PROMPT
Could you reproduce, character for character, the records starting with the line containing "Spot the wooden utility" and going on through the line containing "(862, 1068)", with both of those lines included?

RAW DATA
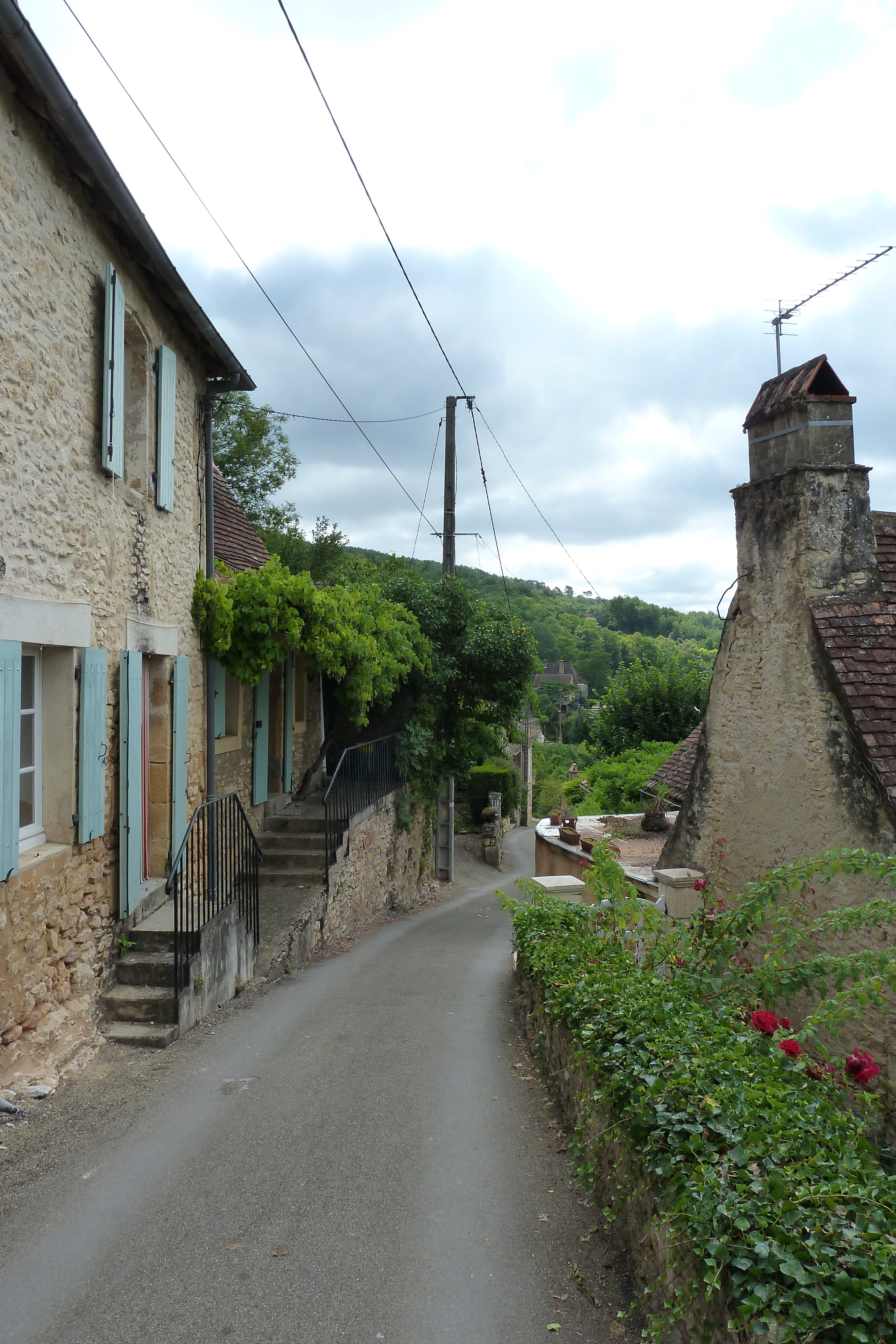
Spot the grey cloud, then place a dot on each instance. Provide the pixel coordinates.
(555, 384)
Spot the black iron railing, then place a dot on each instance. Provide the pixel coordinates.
(215, 865)
(365, 775)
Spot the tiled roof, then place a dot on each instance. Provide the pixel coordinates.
(237, 544)
(676, 772)
(813, 381)
(860, 640)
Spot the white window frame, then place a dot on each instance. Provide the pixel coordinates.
(34, 834)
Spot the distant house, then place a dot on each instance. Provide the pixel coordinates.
(565, 675)
(675, 773)
(265, 736)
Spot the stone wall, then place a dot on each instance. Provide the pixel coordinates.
(781, 772)
(378, 868)
(72, 534)
(234, 756)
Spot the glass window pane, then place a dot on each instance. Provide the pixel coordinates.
(27, 681)
(26, 799)
(27, 741)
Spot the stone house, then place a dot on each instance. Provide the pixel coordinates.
(266, 736)
(105, 364)
(797, 752)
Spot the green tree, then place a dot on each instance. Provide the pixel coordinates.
(651, 705)
(253, 455)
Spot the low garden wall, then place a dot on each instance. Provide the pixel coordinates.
(733, 1154)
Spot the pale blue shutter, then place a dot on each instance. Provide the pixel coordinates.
(92, 745)
(131, 782)
(221, 701)
(288, 724)
(10, 749)
(113, 377)
(179, 756)
(167, 384)
(260, 752)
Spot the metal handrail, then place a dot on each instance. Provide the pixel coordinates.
(217, 864)
(365, 775)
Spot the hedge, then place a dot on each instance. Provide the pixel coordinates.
(758, 1150)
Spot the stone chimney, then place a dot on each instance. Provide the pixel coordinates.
(801, 419)
(804, 519)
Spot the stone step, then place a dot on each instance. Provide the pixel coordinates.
(274, 843)
(295, 826)
(143, 1034)
(141, 1003)
(152, 940)
(145, 968)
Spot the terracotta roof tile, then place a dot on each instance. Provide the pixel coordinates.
(860, 640)
(237, 544)
(676, 772)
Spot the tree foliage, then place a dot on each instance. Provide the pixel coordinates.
(659, 704)
(253, 455)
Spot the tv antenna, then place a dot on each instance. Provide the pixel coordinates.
(786, 314)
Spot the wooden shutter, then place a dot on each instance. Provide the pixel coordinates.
(288, 724)
(260, 752)
(113, 377)
(131, 782)
(179, 756)
(92, 745)
(167, 393)
(10, 751)
(221, 701)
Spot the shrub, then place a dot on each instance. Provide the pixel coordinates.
(495, 776)
(757, 1150)
(651, 705)
(616, 783)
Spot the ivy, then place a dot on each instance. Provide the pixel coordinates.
(760, 1155)
(367, 644)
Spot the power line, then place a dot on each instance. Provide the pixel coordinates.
(340, 420)
(244, 263)
(369, 197)
(428, 487)
(535, 506)
(485, 486)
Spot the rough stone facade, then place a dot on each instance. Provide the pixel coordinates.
(781, 771)
(72, 534)
(236, 751)
(378, 868)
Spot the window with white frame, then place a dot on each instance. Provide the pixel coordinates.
(30, 783)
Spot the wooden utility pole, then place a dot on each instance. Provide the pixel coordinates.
(445, 806)
(449, 522)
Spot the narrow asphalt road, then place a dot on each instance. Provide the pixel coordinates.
(363, 1154)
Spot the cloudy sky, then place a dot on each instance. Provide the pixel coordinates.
(597, 204)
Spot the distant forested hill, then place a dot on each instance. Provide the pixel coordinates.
(597, 635)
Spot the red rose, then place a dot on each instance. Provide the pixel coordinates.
(862, 1068)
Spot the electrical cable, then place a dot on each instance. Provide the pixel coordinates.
(370, 198)
(428, 487)
(485, 485)
(340, 420)
(242, 260)
(535, 506)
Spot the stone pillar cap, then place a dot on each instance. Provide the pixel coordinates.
(678, 877)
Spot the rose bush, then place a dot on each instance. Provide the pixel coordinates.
(758, 1152)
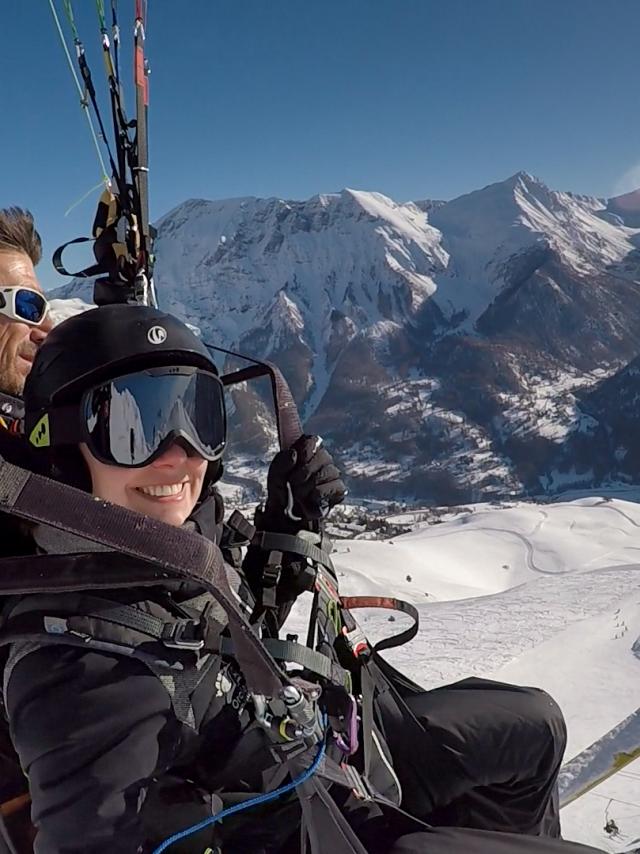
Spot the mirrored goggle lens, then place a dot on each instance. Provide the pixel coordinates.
(128, 419)
(30, 305)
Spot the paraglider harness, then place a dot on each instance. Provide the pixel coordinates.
(324, 721)
(312, 719)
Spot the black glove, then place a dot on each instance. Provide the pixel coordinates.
(303, 484)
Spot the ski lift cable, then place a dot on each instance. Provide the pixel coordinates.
(83, 103)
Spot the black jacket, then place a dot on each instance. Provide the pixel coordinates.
(107, 743)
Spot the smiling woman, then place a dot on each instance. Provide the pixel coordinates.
(136, 417)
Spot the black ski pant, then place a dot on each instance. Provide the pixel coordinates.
(490, 758)
(450, 840)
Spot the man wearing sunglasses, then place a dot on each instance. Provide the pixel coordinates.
(24, 317)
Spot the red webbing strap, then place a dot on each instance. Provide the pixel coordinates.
(351, 603)
(179, 552)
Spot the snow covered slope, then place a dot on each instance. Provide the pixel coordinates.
(545, 595)
(441, 347)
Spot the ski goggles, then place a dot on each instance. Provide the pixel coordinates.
(130, 421)
(24, 305)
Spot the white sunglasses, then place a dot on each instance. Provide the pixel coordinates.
(25, 305)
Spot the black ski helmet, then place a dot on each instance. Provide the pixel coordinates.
(98, 345)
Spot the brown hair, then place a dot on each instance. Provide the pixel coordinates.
(18, 232)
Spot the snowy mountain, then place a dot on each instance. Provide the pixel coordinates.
(545, 595)
(441, 347)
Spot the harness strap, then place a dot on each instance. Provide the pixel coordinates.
(176, 551)
(296, 653)
(351, 603)
(269, 541)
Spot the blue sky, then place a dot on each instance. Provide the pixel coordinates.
(413, 98)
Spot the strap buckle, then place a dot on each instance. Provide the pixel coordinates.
(173, 635)
(357, 642)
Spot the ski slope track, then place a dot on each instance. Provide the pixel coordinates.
(447, 350)
(545, 595)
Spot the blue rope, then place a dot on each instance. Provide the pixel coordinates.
(245, 805)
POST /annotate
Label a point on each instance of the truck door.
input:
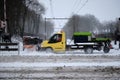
(56, 42)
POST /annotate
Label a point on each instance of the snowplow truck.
(82, 40)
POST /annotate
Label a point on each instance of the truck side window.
(55, 38)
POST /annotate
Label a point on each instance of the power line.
(82, 6)
(75, 5)
(51, 6)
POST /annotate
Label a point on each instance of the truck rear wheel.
(88, 50)
(106, 49)
(49, 50)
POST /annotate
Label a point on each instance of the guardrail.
(9, 47)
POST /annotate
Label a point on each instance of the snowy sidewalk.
(51, 64)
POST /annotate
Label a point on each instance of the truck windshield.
(55, 38)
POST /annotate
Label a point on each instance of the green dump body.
(101, 39)
(87, 36)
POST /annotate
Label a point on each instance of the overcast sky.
(104, 10)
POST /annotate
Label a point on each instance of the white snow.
(75, 64)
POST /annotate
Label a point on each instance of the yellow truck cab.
(56, 43)
(82, 40)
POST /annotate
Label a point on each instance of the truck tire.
(106, 49)
(49, 50)
(88, 50)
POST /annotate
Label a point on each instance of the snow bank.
(77, 64)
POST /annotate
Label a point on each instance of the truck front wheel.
(88, 50)
(106, 49)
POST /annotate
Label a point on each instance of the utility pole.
(5, 16)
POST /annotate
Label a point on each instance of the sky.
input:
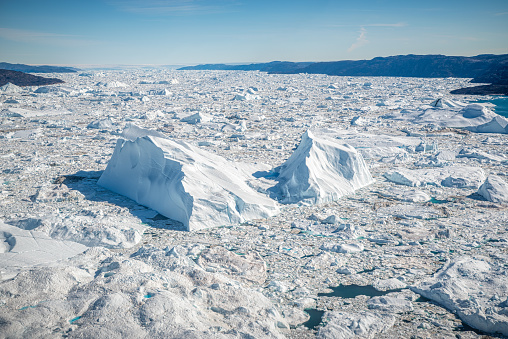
(188, 32)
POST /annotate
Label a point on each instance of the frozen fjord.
(56, 143)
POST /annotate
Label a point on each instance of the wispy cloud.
(398, 24)
(360, 41)
(174, 7)
(21, 35)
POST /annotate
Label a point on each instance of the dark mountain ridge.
(23, 79)
(422, 66)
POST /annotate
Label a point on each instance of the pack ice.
(184, 183)
(321, 170)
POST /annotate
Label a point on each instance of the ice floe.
(475, 289)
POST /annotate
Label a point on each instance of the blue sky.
(158, 32)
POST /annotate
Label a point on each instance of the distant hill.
(36, 69)
(270, 67)
(422, 66)
(23, 79)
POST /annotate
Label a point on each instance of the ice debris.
(475, 290)
(450, 176)
(343, 325)
(21, 249)
(494, 189)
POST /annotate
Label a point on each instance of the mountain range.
(23, 79)
(421, 66)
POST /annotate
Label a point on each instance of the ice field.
(152, 203)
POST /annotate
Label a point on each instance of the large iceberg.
(321, 170)
(184, 183)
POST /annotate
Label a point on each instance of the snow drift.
(321, 170)
(184, 183)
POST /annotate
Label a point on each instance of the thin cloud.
(360, 41)
(21, 35)
(398, 24)
(173, 7)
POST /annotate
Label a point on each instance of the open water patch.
(74, 319)
(352, 291)
(316, 316)
(501, 103)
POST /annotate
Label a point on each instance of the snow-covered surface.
(10, 88)
(450, 176)
(142, 276)
(475, 289)
(342, 325)
(494, 189)
(321, 170)
(184, 183)
(21, 249)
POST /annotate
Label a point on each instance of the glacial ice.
(450, 176)
(184, 183)
(321, 170)
(343, 325)
(494, 189)
(10, 88)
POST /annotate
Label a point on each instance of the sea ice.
(475, 289)
(494, 189)
(10, 88)
(343, 325)
(24, 249)
(450, 176)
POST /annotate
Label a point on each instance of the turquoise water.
(501, 103)
(316, 316)
(74, 319)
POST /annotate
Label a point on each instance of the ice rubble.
(21, 249)
(451, 176)
(321, 170)
(343, 325)
(153, 293)
(10, 88)
(475, 289)
(474, 117)
(184, 183)
(494, 189)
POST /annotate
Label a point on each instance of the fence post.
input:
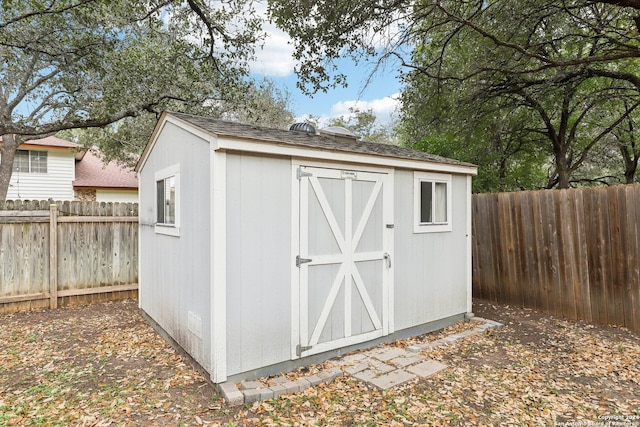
(53, 256)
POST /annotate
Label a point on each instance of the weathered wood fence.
(572, 253)
(66, 253)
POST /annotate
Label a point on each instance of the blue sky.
(276, 62)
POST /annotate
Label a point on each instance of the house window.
(168, 201)
(30, 161)
(432, 202)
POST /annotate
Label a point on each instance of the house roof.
(50, 141)
(92, 172)
(221, 128)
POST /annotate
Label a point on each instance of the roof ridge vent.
(303, 127)
(339, 134)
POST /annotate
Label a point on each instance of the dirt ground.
(102, 365)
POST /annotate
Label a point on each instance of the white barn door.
(345, 258)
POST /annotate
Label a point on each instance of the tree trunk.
(563, 171)
(630, 171)
(7, 153)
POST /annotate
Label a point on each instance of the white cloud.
(385, 109)
(275, 58)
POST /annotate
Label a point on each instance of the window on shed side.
(166, 200)
(432, 210)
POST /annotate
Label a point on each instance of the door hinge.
(301, 174)
(302, 348)
(300, 261)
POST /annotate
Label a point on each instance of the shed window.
(30, 161)
(168, 201)
(432, 202)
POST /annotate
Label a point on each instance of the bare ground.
(102, 365)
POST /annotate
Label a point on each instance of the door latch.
(300, 261)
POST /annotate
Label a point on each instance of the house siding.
(174, 271)
(430, 268)
(55, 184)
(258, 262)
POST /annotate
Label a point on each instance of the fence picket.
(572, 253)
(75, 252)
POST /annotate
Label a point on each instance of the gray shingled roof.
(302, 139)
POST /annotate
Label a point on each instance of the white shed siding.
(55, 184)
(259, 262)
(122, 196)
(431, 268)
(174, 271)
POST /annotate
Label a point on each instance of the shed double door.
(345, 257)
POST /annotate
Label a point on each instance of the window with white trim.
(168, 201)
(30, 161)
(431, 202)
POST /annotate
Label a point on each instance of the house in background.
(264, 249)
(102, 182)
(52, 168)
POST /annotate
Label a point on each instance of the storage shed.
(264, 249)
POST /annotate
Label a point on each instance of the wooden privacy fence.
(572, 253)
(66, 253)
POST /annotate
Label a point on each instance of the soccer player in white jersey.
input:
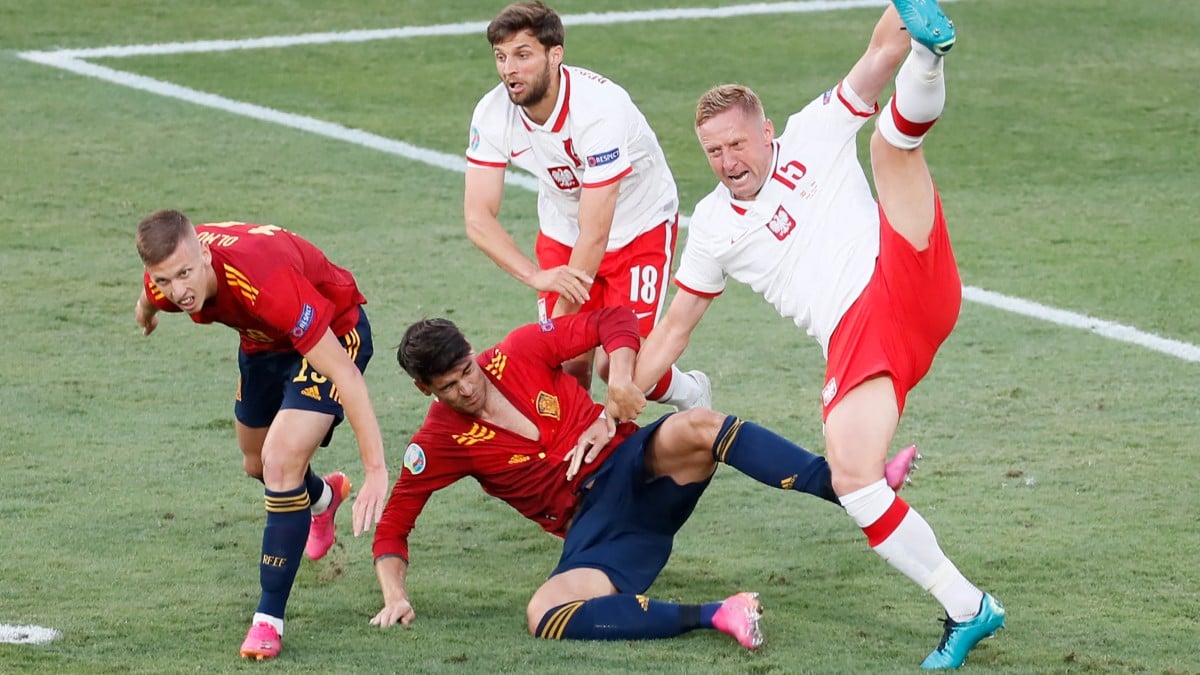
(874, 282)
(607, 207)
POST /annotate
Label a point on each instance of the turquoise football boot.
(927, 24)
(961, 637)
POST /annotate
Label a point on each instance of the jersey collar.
(561, 108)
(742, 207)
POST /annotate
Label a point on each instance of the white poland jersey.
(809, 240)
(594, 137)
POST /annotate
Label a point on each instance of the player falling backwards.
(305, 341)
(532, 436)
(876, 284)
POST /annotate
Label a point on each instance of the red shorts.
(634, 276)
(899, 321)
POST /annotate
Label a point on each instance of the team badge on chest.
(564, 178)
(781, 223)
(547, 405)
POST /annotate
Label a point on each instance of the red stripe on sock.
(906, 126)
(879, 531)
(661, 388)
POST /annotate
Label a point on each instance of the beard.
(535, 90)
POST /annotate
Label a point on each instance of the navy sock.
(283, 539)
(771, 459)
(621, 617)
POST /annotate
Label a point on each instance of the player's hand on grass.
(399, 611)
(371, 500)
(591, 442)
(571, 284)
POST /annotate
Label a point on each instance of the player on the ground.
(607, 208)
(532, 436)
(876, 284)
(305, 341)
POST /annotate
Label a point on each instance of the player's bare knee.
(535, 610)
(252, 466)
(701, 426)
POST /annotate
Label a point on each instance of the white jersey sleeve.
(489, 143)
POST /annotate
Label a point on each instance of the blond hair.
(725, 97)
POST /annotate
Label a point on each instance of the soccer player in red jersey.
(532, 436)
(305, 341)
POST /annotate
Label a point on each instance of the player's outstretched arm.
(145, 314)
(670, 338)
(877, 65)
(481, 208)
(391, 572)
(329, 358)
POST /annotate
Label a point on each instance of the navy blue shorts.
(625, 525)
(275, 381)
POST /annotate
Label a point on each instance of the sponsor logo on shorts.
(304, 322)
(414, 459)
(606, 157)
(544, 320)
(563, 177)
(829, 392)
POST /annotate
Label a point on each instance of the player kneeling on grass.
(510, 418)
(305, 341)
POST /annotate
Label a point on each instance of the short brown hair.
(539, 19)
(431, 347)
(725, 97)
(160, 233)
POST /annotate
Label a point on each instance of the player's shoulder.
(712, 207)
(495, 105)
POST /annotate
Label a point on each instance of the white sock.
(681, 390)
(911, 547)
(918, 100)
(327, 496)
(276, 622)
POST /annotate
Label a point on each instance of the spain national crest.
(547, 405)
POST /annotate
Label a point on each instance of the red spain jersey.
(531, 476)
(279, 291)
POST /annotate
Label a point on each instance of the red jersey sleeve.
(289, 303)
(568, 336)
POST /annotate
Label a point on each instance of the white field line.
(27, 634)
(72, 60)
(472, 28)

COMPLETE ANSWER
Spot the wooden utility pole, then place a dot on each instance. Provide the pixel coordinates.
(445, 806)
(449, 522)
Spot the narrow asphalt road, then place a dot on each instance. Provide the pixel coordinates.
(363, 1154)
Spot the cloudy sky, then place a dot on each instance. Provide the pixel coordinates.
(597, 204)
Spot the distant forested hill, then place a dot on each instance. Provide the pixel coordinates.
(597, 635)
Spot the red rose, then place a dot on each instance. Provide the pixel coordinates.
(862, 1068)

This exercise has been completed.